In the listing below, repeat exactly every line from the first through the line containing "# one point per instance in the form pixel 285", with nothing else.
####################
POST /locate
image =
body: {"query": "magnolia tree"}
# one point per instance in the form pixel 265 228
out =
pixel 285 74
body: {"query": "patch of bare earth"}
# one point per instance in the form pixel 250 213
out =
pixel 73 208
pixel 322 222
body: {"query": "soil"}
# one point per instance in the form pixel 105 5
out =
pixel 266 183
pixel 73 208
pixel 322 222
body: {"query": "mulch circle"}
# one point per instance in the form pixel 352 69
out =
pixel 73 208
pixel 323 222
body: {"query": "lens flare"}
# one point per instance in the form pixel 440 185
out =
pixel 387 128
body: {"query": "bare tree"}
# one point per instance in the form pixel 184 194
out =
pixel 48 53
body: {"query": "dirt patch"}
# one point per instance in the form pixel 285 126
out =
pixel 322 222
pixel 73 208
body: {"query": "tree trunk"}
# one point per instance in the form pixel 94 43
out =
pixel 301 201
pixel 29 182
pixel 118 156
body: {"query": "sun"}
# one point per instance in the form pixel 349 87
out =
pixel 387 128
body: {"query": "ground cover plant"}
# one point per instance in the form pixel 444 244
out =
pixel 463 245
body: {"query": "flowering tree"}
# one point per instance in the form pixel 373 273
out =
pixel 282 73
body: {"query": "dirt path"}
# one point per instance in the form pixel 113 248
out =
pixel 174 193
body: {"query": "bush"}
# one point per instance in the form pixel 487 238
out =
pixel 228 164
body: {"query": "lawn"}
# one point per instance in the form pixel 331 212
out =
####################
Response below -
POST /locate
image =
body: {"query": "magnolia tree"}
# one point per instance in the form pixel 265 228
out =
pixel 285 74
body: {"query": "patch of bare earth"}
# one point per instance in the form pixel 250 213
out =
pixel 73 208
pixel 322 222
body: {"query": "soil"}
# one point per instance in the form pixel 105 5
out =
pixel 266 183
pixel 73 208
pixel 322 222
body: {"query": "mulch circle"}
# one point per instance in the form pixel 352 69
out =
pixel 73 208
pixel 323 222
body: {"query": "lens flare"}
# one point per instance in the form pixel 440 185
out =
pixel 387 128
body: {"query": "bare tree"}
# one point per instance in the form pixel 184 194
out =
pixel 48 53
body: {"query": "dirt patch"}
# one point per instance in the form pixel 285 126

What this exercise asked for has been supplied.